| WHAT THE TASK REQUIRES |
Line by line, output the data that follows exactly as written.

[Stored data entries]
▼
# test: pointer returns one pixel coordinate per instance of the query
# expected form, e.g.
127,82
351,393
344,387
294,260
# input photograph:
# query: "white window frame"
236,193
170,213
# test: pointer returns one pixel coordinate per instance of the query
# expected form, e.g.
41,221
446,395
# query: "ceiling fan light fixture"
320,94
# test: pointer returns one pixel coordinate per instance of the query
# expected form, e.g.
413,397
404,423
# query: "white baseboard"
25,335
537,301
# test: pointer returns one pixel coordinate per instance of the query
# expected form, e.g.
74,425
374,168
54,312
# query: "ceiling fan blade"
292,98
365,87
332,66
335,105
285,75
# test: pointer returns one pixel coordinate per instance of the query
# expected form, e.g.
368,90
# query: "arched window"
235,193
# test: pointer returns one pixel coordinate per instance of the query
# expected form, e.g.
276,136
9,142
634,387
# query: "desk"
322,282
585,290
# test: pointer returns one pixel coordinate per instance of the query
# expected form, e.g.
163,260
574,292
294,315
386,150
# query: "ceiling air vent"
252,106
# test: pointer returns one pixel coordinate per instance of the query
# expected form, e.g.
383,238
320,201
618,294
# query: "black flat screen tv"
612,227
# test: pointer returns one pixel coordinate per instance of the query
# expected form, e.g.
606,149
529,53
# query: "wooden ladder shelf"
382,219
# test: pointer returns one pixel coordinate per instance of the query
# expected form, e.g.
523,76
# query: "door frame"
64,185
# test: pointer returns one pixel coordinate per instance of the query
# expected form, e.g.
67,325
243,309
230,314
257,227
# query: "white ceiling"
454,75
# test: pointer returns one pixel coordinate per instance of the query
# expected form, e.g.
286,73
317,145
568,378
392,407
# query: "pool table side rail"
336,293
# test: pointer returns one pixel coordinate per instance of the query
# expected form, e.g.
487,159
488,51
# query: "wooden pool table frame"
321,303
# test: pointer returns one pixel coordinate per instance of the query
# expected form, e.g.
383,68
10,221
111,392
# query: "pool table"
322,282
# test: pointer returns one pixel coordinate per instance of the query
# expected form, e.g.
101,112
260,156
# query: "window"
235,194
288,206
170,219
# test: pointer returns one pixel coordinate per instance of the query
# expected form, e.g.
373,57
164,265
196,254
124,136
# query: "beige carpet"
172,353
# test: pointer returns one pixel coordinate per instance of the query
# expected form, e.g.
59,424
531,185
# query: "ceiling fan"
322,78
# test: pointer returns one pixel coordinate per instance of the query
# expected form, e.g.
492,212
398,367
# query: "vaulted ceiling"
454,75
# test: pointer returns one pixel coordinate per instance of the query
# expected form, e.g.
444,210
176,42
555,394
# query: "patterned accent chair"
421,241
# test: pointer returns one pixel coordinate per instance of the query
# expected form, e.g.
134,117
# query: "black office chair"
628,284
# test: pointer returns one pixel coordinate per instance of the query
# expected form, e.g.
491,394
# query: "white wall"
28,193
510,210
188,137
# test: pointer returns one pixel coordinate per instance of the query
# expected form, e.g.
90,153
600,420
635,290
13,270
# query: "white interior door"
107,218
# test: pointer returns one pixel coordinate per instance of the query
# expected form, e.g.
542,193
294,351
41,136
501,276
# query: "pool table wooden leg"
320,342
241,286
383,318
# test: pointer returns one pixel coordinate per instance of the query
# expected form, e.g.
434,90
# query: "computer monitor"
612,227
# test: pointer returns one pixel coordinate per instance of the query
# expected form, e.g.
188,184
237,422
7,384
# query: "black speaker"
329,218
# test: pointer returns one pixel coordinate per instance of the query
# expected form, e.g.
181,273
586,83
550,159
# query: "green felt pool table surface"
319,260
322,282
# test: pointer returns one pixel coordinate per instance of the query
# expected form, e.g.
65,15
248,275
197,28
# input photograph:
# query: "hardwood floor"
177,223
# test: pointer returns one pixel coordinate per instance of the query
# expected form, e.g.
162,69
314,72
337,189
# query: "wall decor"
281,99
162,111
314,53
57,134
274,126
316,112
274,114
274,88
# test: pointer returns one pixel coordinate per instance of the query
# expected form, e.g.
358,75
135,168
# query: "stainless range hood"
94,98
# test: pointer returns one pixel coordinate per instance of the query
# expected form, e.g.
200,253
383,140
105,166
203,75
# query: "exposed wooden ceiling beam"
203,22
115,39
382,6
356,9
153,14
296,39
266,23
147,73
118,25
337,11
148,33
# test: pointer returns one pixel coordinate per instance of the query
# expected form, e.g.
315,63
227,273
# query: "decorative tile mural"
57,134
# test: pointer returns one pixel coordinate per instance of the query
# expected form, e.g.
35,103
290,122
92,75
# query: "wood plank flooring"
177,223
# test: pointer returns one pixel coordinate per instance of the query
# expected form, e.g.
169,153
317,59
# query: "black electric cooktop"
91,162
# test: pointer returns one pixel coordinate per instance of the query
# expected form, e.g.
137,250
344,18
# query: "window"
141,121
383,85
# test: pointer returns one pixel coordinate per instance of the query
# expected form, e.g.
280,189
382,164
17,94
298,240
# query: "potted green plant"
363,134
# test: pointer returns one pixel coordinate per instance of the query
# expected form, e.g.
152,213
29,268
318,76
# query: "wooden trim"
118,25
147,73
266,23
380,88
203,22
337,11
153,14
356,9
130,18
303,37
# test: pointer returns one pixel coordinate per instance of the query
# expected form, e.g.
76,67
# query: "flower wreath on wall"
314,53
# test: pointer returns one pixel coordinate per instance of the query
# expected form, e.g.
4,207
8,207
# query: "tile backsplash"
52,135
▲
| FINISHED EXERCISE |
# test: pointer returns one pixel coordinate per instance of the query
# expected form, e.g.
127,82
351,393
344,387
294,260
# input photograph:
# query: "white window frame"
236,193
170,213
# test: pointer returns one pixel coordinate per instance of the query
# expected form, e.g.
41,221
446,395
# query: "ceiling fan light fixture"
320,94
# test: pointer returns one pixel coordinate per instance of the query
# expected form, e.g.
413,397
404,423
# query: "white baseboard"
25,335
537,301
# test: pointer returns one pixel coordinate per instance of the query
# expected form, e.g.
74,425
374,168
54,312
# query: "ceiling fan blade"
292,98
365,87
332,66
335,105
285,75
# test: pointer returns one pixel coordinate per instance of the query
# expected form, e.g.
368,90
# query: "arched window"
235,193
# test: pointer returns one pixel coordinate per instance of the query
# expected form, e.g.
276,136
9,142
634,387
# query: "desk"
322,282
585,290
# test: pointer returns one pixel coordinate per instance of the query
# expected form, e.g.
163,260
574,292
294,315
386,150
# query: "ceiling air vent"
252,106
# test: pointer returns one pixel coordinate per instance of the query
# expected form, e.g.
383,238
320,201
618,294
# query: "black flat screen tv"
612,227
# test: pointer returns one pixel coordinate per instance of the query
# expected form, e.g.
606,149
529,53
# query: "wooden ladder shelf"
382,219
# test: pointer returns one pixel coordinate per instance of the query
# expected form, e.g.
523,76
# query: "door frame"
64,185
# test: pointer returns one pixel coordinate per instance of the query
# expected form, e.g.
67,325
243,309
230,314
257,227
# query: "white ceiling"
454,75
# test: pointer returns one pixel coordinate per instance of the query
# expected form, e.g.
286,73
317,145
568,378
392,407
# query: "pool table side rail"
336,293
# test: pointer returns one pixel coordinate per instance of the query
# expected form, e.g.
487,159
488,51
# query: "wooden pool table frame"
321,303
# test: pointer returns one pixel coordinate per instance of the query
# expected form, e.g.
383,68
10,221
111,392
# query: "pool table"
322,282
# test: pointer returns one pixel coordinate per instance of the query
# expected form, e.g.
101,112
260,156
# query: "window"
235,194
288,206
170,219
# test: pointer returns one pixel coordinate per instance of the query
# expected form, e.g.
373,57
164,265
196,254
124,136
# query: "beige carpet"
172,353
# test: pointer returns one pixel coordinate per instance of the query
# expected form, e.g.
59,424
531,185
# query: "ceiling fan"
322,78
# test: pointer returns one pixel coordinate per instance of the query
# expected form, e.g.
492,212
398,367
# query: "vaulted ceiling"
454,75
# test: pointer returns one pixel coordinate per instance of the query
# expected form, e.g.
444,210
176,42
555,394
# query: "patterned accent chair"
421,241
# test: pointer returns one pixel coordinate per instance of the query
# expected form, e.g.
134,117
# query: "black office chair"
628,284
# test: pointer returns one pixel coordinate per instance of the query
# expected form, e.g.
491,394
# query: "white wall"
28,193
510,210
188,137
# test: pointer returns one pixel coordinate per instance of the query
# expected form, e.g.
90,153
600,420
635,290
13,270
# query: "white interior door"
107,218
# test: pointer returns one pixel coordinate per instance of the query
# expected form, e.g.
542,193
294,351
41,136
501,276
# query: "pool table wooden leg"
320,342
241,286
383,318
# test: pointer returns one pixel coordinate per instance of the query
# expected form, e.g.
434,90
# query: "computer monitor"
612,227
# test: pointer returns one pixel coordinate per instance of the query
# expected form, e.g.
188,184
237,422
7,384
# query: "black speaker"
329,218
# test: pointer returns one pixel coordinate per instance of the query
# expected form, e.g.
181,273
586,83
550,159
# query: "green felt pool table surface"
319,260
322,282
# test: pointer returns one pixel coordinate per instance of the query
# expected form, e.g.
65,15
248,275
197,28
# input photograph:
# query: "hardwood floor"
177,223
# test: pointer returns one pixel coordinate per instance of the query
# expected form, e.g.
162,69
314,72
337,189
# query: "wall decor"
281,99
162,111
314,53
57,134
274,126
316,112
274,114
274,88
# test: pointer returns one pixel coordinate per instance of the query
# expected form, e.g.
358,75
135,168
# query: "stainless range hood"
94,98
# test: pointer returns one pixel coordinate per instance of the query
# expected form, e.g.
200,253
383,140
105,166
203,75
# query: "exposed wooden ceiling beam"
203,22
115,39
382,6
356,9
153,14
296,39
266,23
147,73
118,25
337,11
148,33
# test: pointer returns one pixel coordinate per instance of the query
# expected form, e.g.
315,63
227,273
# query: "decorative tile mural"
57,134
# test: pointer returns one pixel coordinate per instance of the query
# expected form, e.g.
35,103
290,122
92,75
# query: "wood plank flooring"
177,223
# test: pointer returns one pixel coordinate per instance of the query
# expected form, e.g.
169,153
317,59
# query: "black electric cooktop"
91,162
# test: pointer returns one pixel coordinate per instance of the query
# expected form, e.g.
137,250
344,18
# query: "window"
141,121
383,85
# test: pointer returns one pixel coordinate per instance of the query
# expected form, e.g.
280,189
382,164
17,94
298,240
# query: "potted green plant"
363,134
# test: pointer returns one pixel coordinate per instance of the query
# expected form, e.g.
152,213
29,268
318,76
# query: "wooden trim"
118,25
147,73
266,23
380,88
203,22
337,11
153,14
356,9
130,18
303,37
# test: pointer returns one pixel coordinate per instance of the query
# expected form, e.g.
76,67
# query: "flower wreath on wall"
314,53
# test: pointer returns one pixel coordinate per instance of the query
# expected form, e.g.
4,207
8,207
# query: "tile backsplash"
52,135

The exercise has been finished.